» **TASK TO COMPLETE**: An exact copy of all the data below is required.

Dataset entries
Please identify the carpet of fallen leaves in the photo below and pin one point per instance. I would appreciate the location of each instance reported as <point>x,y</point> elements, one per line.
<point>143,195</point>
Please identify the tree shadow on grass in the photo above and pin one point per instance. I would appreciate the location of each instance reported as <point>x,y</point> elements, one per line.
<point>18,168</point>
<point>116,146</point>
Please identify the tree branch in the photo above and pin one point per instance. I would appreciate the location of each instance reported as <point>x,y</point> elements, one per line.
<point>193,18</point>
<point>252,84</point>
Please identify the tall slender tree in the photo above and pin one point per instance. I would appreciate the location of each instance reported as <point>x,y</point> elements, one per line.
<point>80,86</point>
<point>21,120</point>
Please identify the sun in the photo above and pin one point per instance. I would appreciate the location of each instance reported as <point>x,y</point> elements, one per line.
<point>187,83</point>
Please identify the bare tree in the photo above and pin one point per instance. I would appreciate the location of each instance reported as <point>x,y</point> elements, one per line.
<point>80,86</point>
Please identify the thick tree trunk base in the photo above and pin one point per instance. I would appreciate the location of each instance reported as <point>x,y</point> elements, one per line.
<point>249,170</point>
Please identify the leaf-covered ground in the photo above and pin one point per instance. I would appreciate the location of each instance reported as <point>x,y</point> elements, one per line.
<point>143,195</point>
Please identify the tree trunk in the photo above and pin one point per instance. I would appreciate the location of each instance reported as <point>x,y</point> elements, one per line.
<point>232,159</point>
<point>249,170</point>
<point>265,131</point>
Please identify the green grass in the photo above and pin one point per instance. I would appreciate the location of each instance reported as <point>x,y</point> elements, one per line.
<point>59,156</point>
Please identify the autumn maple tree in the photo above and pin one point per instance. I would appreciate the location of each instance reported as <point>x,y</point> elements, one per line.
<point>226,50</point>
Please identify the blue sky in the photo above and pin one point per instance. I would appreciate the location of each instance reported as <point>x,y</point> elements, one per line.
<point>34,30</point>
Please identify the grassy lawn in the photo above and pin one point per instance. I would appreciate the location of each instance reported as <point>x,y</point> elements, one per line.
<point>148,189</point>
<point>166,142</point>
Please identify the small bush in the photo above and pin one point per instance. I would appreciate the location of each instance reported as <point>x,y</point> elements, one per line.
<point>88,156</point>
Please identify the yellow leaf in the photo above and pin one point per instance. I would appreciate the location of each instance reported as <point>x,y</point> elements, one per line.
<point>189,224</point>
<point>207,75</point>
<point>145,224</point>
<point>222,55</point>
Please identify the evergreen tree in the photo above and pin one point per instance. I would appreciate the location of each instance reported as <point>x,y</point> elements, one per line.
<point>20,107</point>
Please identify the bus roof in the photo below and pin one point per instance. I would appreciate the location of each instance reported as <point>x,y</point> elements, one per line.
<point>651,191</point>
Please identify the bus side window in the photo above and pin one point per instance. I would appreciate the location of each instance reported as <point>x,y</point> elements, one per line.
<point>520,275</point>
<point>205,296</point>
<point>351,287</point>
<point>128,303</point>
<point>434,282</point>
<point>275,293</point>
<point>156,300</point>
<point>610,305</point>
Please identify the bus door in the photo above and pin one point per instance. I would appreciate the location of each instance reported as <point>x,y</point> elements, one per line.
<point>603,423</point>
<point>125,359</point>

» **SOLUTION TO THIS TASK**:
Please identify the carpet of fallen leaves in the photo below and pin one point per instance. I would appreciate the location of each instance reported as <point>x,y</point> elements, one per line.
<point>143,195</point>
Please identify the tree shadow on grass in the photo above and pin one point per instance. I would appreciate the location of each instance reported as <point>x,y</point> elements, one per line.
<point>18,168</point>
<point>116,146</point>
Please identify the tree branch in the photo above and pin one point per instance. I would appreciate the location of each instance reported as <point>x,y</point> elements, one per line.
<point>193,18</point>
<point>252,84</point>
Please identify the tall slender tree in the photo above and pin one point per instance. I would appreciate the location of each instance reported as <point>x,y</point> elements, one per line.
<point>80,86</point>
<point>21,120</point>
Please identify the sun in the photo above and pin one point per instance. I would appreciate the location of each instance reported as <point>x,y</point> elements, one per line.
<point>187,83</point>
Please identify the bare tree in the photo above and pin one point per instance. I would appreciate the location of each instance reported as <point>x,y</point> elements, one per line.
<point>80,86</point>
Please identify the thick tree trunk base in the photo above and pin one point per instance. I would appreciate the location of each instance reported as <point>x,y</point> elements, one per line.
<point>249,170</point>
Please identify the leaf-covered ground in the photo above and pin one point per instance. I would appreciate the location of each instance reported as <point>x,y</point> elements, one per line.
<point>143,195</point>
Please identify the tree trunk in the photo above and pin one point per instance. I would appreciate the location of each instance reported as <point>x,y</point> elements, one per line.
<point>232,159</point>
<point>249,170</point>
<point>265,131</point>
Please identify the green grass in the photo above and pin one point per instance. I would appreciate the location of each instance reported as <point>x,y</point> elements, one per line.
<point>59,156</point>
Please identify the autumn maple tree in the photo above and pin one point per instance. I would appreciate the location of each instance reported as <point>x,y</point> elements, one per line.
<point>226,50</point>
Please identify the blue sky in the photo above and pin one point per instance. I would appreciate the location of each instance reported as <point>x,y</point> elements, one per line.
<point>34,30</point>
Please identify the grassy lawn in the photo above and pin one point per instance. I would appreciate the location of each instance reported as <point>x,y</point> elements, one per line.
<point>148,189</point>
<point>166,142</point>
Please identify the small bush in the photo above and pin one point per instance. I would appreciate the location of each instance reported as <point>x,y</point> elements, one per line.
<point>88,156</point>
Please identify the yellow leaf in the photo above and pin one point per instance. I would appreciate the location of each instance reported as <point>x,y</point> elements, one per line.
<point>189,224</point>
<point>207,75</point>
<point>145,224</point>
<point>222,55</point>
Please identify the evergreen tree in the photo above and pin one point per instance. I would appreciate the location of each instance reported as <point>x,y</point> elements, one per line.
<point>20,107</point>
Please identify the bus roof in the photo below and pin one point per instance. I would appreciate the location of each instance reported as <point>x,y</point> elements, one per line.
<point>651,191</point>
Please identify the bus side window in the photo above and pin one point per instance. I would appreciate the location of each instance reported as <point>x,y</point> elements, one per line.
<point>520,275</point>
<point>205,296</point>
<point>351,287</point>
<point>128,303</point>
<point>434,282</point>
<point>275,293</point>
<point>156,300</point>
<point>610,305</point>
Please identify the bus door in the photo above and pin one point per instance. I would appreciate the location of each instance reported as <point>x,y</point> elements, one per line.
<point>603,423</point>
<point>125,359</point>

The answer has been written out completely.